## [Stated goal A]
Please rewrite the part of the Los Osos blog post from "See? The fact" to "currently live here.", replacing "email" with "inbox".
## [Stated goal B]
According to the Los Osos blog post, in what year did the writer's second New Times cover story come out?
## [Stated goal C]
Write what comes next in the Los Osos blog post, picking up after its final sentence.

## [Document segment]
.....

Well, as I exposed at this link:
http://sewerwatch.blogspot.com/2009/07/exclusive-sewerwatch-investigation-how.html
... had the Karners simply thrown in the towel when they got Briggs' letter, they wouldn't have been able to go on and cash in on their SWA Group scam, which they did, as I clearly show, using nothing but primary source documents.
It makes perfect sense.
I mean, why would the Karners lie to the community of Los Osos about the fate of their DOA, fake, non-project?
The answer's clear: So they could cash in on their SWA Group scam, with Gary Karner being a "Principal" at SWA Group... which they did. Their plan worked perfectly. (Brilliant plan by the way.)
Unfortunately for the rest of us, that plan is also directly responsible for (what must be) the largest, (wo)man-made water pollution event in the history of the planet -- more than 5 billion gallons of water pollution, attributable directly to the Karners' fake "Comprehensive Resource Management Plan" scam.
Which makes takes like this:
"So now the community, in which Ron does not live..."
... from anonalosers, so puzzling to me.
What? I don't get to expose the largest water pollution event in the history of the planet, simply because I don't live in Los Osos?
Uh, I didn't live in Los Osos in 2000, when my first New Times cover story exposed how the Karners' fake ponding non-project -- that was solely responsible for forming the LOCSD, AND killing the county's "ready to go" project -- was swirling down the drain, as so many experts predicted before the 1998 election, and then it immediately died the moment after my story was published.
And, I didn't live in Los Osos in 2004, when my second New Times cover story exposed how the the Tri-W disaster was nothing more than a cover-up, to cover-up the fact that the Karners' fake ponds "project" HAD died.
Pa-POW! 2 for 2, baby.
In 2000, I write a cover story that exposes how the Karners' 70-acre ponds disaster WAS a disaster, and BOOM! -- there will never be a 70-acre ponding system in Los Osos.
In 2004, I write a cover story that exposes how the Tri-W disaster WAS a disaster, and BOOM! -- there will never be a "picnic area"/sewer plant in the middle of Los Osos.
2 for 2, baby.
See? The fact that I don't live in Los Osos, doesn't shred one ounce away from how f-ing good I am.
[Oh, and thank you for the opportunity to reset all of that. : -) ]
5 billion gallons of water pollution... stemming from one made-up document.
AWESOME! And I get the story all to myself.
Beautiful.
You know Ron, it's totally not worth writing back to Lynette. I came across something that landed in my email yesterday. It's something, that in my mind, invalidates everything she's written since she moved to Los Osos.
And Ann, I couldn't give less of a damn that you "hate" this person. He makes more sense out of Los Osos than the people who currently live here.
http://www.rockofthecoast.com/razor/2014/03/05/leadership-needed-in-los-osos/
It's obvious this is THE place for hate in Los Osos. It's been that way for years and just gets worse, if that's even possible.
Ron, I think you underestimate the power of hope and how through history, seemingly impossible projects have come to pass with perseverance. The fact that the objectors to the Tri-W project kept going with wanting the pond/Step project should have told you that.

.....

## [Stored dataset items]
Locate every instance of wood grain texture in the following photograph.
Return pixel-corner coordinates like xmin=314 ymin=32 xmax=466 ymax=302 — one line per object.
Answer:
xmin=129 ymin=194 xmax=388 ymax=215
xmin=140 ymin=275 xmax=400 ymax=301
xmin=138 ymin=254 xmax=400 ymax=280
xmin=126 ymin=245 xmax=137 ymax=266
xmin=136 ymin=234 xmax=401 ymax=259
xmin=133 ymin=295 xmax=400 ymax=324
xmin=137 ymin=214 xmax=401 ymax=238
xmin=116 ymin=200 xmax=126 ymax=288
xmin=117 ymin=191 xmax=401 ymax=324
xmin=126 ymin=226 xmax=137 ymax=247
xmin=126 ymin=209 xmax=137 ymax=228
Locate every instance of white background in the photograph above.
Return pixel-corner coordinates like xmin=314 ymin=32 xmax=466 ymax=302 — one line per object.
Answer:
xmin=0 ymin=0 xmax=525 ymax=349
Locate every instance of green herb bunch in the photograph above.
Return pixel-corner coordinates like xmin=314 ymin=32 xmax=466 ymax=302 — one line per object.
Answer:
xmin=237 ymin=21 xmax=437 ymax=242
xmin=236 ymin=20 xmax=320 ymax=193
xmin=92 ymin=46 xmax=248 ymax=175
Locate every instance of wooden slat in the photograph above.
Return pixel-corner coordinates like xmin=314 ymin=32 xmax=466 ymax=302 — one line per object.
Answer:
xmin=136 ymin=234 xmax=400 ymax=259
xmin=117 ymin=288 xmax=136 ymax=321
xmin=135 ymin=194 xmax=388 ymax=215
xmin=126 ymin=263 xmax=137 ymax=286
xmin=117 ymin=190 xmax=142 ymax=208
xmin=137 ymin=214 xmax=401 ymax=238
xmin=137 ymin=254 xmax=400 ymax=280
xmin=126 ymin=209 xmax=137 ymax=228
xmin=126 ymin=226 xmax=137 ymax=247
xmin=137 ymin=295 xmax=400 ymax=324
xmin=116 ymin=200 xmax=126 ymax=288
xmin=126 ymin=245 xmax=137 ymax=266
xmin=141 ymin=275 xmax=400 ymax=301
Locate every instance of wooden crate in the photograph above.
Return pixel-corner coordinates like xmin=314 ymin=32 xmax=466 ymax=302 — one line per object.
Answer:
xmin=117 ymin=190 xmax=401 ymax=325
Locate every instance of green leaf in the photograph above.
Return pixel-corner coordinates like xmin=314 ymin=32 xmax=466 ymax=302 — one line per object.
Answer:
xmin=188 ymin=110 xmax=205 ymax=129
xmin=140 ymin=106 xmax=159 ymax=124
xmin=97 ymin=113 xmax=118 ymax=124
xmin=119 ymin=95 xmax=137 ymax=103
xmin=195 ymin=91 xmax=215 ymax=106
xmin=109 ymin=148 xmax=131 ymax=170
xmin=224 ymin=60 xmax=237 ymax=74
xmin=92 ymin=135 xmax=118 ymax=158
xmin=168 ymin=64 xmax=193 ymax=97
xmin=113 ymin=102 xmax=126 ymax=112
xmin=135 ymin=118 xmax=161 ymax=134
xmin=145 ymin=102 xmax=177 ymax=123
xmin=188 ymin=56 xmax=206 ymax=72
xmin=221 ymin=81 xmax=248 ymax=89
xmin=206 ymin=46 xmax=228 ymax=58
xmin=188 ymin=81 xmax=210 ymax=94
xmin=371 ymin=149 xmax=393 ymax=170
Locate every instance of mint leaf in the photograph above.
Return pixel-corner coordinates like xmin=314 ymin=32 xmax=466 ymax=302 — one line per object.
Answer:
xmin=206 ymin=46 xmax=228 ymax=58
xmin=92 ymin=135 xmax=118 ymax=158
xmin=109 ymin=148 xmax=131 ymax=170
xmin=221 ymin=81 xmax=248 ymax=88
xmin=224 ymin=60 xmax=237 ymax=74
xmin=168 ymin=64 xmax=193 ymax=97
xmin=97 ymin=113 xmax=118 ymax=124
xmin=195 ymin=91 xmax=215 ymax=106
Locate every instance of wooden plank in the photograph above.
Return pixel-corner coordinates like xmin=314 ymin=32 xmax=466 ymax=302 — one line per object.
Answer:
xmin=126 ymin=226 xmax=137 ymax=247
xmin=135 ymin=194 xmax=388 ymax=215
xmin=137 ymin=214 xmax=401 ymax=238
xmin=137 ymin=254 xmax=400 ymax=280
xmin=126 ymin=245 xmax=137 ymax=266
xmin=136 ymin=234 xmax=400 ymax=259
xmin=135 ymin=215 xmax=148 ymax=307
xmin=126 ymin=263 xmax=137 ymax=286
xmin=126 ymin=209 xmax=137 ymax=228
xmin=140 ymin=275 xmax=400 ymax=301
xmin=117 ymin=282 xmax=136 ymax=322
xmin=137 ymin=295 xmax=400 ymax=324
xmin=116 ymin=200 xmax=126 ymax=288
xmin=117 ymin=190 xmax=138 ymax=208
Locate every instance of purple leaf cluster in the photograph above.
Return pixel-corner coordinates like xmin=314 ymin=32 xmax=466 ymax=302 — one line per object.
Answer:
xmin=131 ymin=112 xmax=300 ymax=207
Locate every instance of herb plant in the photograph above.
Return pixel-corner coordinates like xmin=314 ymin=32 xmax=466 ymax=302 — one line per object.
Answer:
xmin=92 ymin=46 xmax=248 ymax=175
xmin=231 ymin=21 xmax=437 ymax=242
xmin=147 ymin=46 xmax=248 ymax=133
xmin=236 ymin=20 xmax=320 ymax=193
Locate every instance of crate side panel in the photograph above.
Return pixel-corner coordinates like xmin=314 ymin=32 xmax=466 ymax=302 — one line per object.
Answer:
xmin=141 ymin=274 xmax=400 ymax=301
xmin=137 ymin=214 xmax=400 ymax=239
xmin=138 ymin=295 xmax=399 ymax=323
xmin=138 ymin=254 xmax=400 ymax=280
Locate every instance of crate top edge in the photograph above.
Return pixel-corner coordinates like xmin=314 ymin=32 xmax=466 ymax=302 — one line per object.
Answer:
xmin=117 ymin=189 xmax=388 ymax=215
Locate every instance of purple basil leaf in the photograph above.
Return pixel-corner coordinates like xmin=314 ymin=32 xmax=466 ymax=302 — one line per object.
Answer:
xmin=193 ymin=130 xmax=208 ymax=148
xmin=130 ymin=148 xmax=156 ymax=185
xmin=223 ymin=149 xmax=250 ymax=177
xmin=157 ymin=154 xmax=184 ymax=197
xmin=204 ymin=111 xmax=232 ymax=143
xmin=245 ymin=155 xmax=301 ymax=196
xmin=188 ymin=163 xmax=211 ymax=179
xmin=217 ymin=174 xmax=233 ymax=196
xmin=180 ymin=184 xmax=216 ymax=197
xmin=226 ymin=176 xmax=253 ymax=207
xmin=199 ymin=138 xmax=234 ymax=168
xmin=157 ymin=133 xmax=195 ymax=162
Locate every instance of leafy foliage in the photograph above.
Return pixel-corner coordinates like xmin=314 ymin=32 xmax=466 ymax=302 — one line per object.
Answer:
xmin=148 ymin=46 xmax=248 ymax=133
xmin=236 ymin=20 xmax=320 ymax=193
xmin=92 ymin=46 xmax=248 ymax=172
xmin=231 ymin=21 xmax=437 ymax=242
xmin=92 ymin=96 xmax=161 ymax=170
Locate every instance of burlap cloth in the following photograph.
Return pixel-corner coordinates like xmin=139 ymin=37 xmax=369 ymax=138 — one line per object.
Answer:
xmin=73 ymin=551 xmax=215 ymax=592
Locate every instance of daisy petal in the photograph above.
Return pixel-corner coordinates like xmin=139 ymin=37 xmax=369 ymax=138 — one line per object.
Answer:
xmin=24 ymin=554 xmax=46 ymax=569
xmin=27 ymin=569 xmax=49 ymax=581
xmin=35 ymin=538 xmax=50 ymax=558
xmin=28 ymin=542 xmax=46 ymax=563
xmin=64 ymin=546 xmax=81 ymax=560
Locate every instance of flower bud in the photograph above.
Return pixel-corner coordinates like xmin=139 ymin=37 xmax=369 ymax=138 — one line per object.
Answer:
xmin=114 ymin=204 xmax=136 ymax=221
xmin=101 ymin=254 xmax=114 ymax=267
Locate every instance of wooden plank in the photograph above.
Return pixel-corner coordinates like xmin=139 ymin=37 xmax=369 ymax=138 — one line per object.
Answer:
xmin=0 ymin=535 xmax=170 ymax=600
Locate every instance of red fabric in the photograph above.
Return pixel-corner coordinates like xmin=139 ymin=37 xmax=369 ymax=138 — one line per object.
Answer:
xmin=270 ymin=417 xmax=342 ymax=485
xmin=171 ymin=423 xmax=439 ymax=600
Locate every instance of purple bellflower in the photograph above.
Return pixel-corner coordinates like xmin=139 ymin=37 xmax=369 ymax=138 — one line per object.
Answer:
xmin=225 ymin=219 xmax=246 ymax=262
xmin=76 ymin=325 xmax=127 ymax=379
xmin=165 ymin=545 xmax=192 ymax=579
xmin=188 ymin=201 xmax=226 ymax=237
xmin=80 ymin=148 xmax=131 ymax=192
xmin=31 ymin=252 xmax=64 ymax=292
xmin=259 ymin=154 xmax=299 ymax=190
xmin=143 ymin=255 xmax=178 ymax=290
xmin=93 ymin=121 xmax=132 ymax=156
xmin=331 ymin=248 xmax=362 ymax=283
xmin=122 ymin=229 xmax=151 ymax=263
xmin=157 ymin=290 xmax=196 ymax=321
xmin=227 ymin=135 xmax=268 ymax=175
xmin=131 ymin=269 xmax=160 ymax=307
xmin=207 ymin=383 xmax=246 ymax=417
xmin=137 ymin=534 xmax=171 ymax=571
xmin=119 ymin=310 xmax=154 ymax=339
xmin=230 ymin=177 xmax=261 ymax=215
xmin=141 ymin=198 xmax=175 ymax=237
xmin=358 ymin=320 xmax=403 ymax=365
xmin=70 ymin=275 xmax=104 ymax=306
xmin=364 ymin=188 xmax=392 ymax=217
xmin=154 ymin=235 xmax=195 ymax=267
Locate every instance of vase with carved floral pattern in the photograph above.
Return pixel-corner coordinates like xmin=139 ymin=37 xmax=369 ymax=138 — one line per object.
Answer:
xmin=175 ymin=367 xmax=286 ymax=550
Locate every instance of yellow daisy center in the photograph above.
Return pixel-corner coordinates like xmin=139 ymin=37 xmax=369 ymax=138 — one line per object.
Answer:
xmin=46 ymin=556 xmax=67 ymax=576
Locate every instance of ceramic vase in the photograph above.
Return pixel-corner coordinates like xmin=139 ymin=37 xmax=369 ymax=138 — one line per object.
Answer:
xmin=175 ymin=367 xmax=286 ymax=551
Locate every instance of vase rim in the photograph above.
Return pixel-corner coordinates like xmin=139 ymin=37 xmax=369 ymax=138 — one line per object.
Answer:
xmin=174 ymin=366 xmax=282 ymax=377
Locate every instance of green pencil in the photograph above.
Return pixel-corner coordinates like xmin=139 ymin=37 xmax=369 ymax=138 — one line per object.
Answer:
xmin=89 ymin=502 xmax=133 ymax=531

.....

## [Task output A]
See? The fact that I don't live in Los Osos, doesn't shred one ounce away from how f-ing good I am.
[Oh, and thank you for the opportunity to reset all of that. : -) ]
5 billion gallons of water pollution... stemming from one made-up document.
AWESOME! And I get the story all to myself.
Beautiful.
You know Ron, it's totally not worth writing back to Lynette. I came across something that landed in my inbox yesterday. It's something, that in my mind, invalidates everything she's written since she moved to Los Osos.
And Ann, I couldn't give less of a damn that you "hate" this person. He makes more sense out of Los Osos than the people who currently live here.

## [Task output B]
2004

## [Task output C]
Try writing less about yourself and spending more time going over the history to be found in the current project documents on the County's website. There you might find enlightenment, or if not that, at least you might find out how saving the water source in Los Osos by a sewer project's recycling of said water is as important as cleaning it up.
The CSD had no funds to do such a project without the funds from the sewer project. Water saving has languished for years due to the long process in the current project and the CSD's bankruptcy. That is what the recall got us, a sieve for our water source to bleed out.
An Anon writes:
"You know Ron, it's totally not worth writing back to Lynette."
Well, I would reply to her, but I have no idea what she's talking about.
I mean:
"Ron, I think you underestimate the power of hope and how through history"
Huh? No comprendo.
Anyhoot, as long as she's here, though, maybe she can help me research my story.
Uh, 'toons, do you know someone named Gordon Hensley?
If so, do me a big favor, ask him a question that he refuses to answer for me, and then lemme know what he told you.
It's a GREAT question, and I've always wanted to know the answer to it.
It goes like this:
When Gordon was on the initial CSD Board with Pandora, from 1999 - 2000, did Pandora ever tell him, and his fellow Board members, about that January 1998 letter from Roger -- that was sent directly to the Karners' home address -- where Pandora now confesses to knowing that her ponds were "blown out of the water" when she got that letter... nearly a full year before the election that formed the CSD?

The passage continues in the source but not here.